▶ Goals:
(1) In the lambda calculus exercises, translate this sentence into Spanish: "As mentioned in the notes, we'll write λx as \x."
(2) Quote the lambda calculus exercises word for word, from "1. x x (x x" up to and including "y. x y (x y)".

═════ Source excerpt

Syntax

Insert all the implicit ( )s and λs into the following abbreviated expressions. Don't just insert them freely; rather, provide the official expression, without any notational shortcuts, that is syntactically identical to the form presented.

In response to your feedback and questions, we refined the explanation of the conventions governing the use of the . shorthand. Thanks!

1. x x (x x x) x
(((x x) ((x x) x)) x)
2. v w (\x y. v x)
((v w) (\x (\y (v x))))
3. (\x y. x) u v
(((\x (\y x)) u) v)
4. w (\x y z. x z (y z)) u v
(((w (\x (\y (\z ((x z) (y z)))))) u) v)

Mark all occurrences of (x y) in the following terms:

1. (\x y. x y) x y
2. (\x y. x y) (x y)
3. \x y. x y (x y)

Reduction

Find "normal forms" for the following---that is, reduce them until no more reductions are possible. As mentioned in the notes, we'll write λx as \x. If we ever say "reduce" without qualifications, we mean just "beta-reduce" (as opposed to "(beta + eta)-reduce").

1. (\x \y. y x) z ~~> \y. y z
2. (\x (x x)) z ~~> z z
3. (\x (\x x)) z ~~> \x x
4. (\x (\z x)) z ~~> \y z, be sure to change \z to a different variable so as not to "capture" z
5. (\x (x (\y y))) (\z (z z)) ~~> \y y
6. (\x (x x)) (\x (x x)) umm..., reductions will forever be possible, they just don't "do" much
7. (\x (x x x)) (\x (x x x)) that's just mean

Booleans

For these questions, and the ones on triples below, we're setting them up so as to encourage you to experiment with Racket and to formulate your answer in Scheme/Racket syntax. But you can answer in Lambda Calculus syntax if you prefer.

Recall our definitions of true and false.

true is defined to be \t f. t
false is defined to be \t f. f

In Racket, these functions can be defined like this:

(define true (lambda (t) (lambda (f) t)))
(define false (lambda (t) (lambda (f) f)))


(Note that they are different from Racket's primitive boolean values #t and #f.)

1. Define a neg operator that negates true and false.

Expected behavior:

(((neg true) 10) 20)


evaluates to 20, and

(((neg false) 10) 20)


evaluates to 10.

(define neg (lambda (p) ((p false) true)))

2. Define an or operator.

(define or (lambda (p) (lambda (q) ((p p) q))))

══════════
═════ Data excerpts

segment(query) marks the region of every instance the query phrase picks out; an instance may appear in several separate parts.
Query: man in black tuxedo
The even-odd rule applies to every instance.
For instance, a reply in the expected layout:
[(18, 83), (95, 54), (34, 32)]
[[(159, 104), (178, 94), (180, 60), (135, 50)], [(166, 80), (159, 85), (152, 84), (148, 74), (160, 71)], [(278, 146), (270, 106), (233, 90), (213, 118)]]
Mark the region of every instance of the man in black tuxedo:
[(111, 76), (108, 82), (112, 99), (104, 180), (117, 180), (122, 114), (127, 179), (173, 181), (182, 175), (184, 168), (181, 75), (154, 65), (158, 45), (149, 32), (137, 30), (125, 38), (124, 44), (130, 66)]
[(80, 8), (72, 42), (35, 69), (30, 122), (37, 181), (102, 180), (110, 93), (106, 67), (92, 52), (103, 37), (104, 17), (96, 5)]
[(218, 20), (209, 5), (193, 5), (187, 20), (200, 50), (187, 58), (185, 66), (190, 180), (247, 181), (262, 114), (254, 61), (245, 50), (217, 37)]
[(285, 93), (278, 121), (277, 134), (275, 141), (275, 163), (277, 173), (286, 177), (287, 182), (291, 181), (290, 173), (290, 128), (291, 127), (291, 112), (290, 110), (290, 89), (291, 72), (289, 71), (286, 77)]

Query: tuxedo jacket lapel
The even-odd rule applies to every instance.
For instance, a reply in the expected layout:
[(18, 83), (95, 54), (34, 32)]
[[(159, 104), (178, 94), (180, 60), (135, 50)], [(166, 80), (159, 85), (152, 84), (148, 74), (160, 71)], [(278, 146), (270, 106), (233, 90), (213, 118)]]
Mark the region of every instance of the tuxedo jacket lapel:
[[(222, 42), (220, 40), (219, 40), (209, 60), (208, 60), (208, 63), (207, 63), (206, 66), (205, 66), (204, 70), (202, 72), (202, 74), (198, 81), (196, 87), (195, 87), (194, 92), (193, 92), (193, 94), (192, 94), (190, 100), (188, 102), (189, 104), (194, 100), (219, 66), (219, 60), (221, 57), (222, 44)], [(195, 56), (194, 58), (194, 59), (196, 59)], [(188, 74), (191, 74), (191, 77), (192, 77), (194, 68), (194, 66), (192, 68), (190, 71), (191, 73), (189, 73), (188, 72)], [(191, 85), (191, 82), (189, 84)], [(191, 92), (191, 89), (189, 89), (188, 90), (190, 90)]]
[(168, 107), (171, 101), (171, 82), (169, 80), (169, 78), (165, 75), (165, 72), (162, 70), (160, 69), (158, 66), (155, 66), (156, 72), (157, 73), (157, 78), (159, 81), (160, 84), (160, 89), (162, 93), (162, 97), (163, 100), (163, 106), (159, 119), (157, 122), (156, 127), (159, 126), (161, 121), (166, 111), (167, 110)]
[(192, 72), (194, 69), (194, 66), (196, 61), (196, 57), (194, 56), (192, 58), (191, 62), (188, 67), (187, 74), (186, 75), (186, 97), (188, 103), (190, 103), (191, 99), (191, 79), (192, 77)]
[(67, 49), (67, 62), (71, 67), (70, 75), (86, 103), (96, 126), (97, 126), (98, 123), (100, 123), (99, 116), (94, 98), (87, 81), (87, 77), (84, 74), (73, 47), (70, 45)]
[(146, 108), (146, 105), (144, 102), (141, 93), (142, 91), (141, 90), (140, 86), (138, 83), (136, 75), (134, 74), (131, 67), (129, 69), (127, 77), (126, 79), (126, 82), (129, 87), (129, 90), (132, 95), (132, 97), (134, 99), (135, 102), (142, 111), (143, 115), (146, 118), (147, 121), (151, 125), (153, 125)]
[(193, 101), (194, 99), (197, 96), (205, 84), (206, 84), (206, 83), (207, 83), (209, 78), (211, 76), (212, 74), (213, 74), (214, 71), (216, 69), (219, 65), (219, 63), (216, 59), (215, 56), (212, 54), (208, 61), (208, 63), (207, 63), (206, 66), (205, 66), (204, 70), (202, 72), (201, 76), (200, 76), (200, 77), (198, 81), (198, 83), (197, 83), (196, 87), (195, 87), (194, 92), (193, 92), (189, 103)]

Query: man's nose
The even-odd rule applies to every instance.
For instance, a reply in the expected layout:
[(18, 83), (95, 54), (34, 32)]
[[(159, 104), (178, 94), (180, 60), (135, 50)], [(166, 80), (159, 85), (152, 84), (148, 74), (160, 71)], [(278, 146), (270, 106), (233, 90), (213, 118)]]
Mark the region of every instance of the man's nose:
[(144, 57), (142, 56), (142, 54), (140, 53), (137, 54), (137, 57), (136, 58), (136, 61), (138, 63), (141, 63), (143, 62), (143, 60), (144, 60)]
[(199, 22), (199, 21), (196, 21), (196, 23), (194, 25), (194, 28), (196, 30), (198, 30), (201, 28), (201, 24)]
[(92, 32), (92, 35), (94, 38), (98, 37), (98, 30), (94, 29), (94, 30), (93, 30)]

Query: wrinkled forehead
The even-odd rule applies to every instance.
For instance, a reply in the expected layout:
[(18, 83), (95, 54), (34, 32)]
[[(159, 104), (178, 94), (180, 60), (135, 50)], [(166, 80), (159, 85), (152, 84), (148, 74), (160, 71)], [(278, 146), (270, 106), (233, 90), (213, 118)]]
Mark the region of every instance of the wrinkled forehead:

══════════

▶ Written answers:
(1) Como se mencionó en las notas, escribiremos λx como \x.

(2)
1. x x (x x x) x
(((x x) ((x x) x)) x)
2. v w (\x y. v x)
((v w) (\x (\y (v x))))
3. (\x y. x) u v
(((\x (\y x)) u) v)
4. w (\x y z. x z (y z)) u v
(((w (\x (\y (\z ((x z) (y z)))))) u) v)

Mark all occurrences of (x y) in the following terms:

1. (\x y. x y) x y
2. (\x y. x y) (x y)
3. \x y. x y (x y)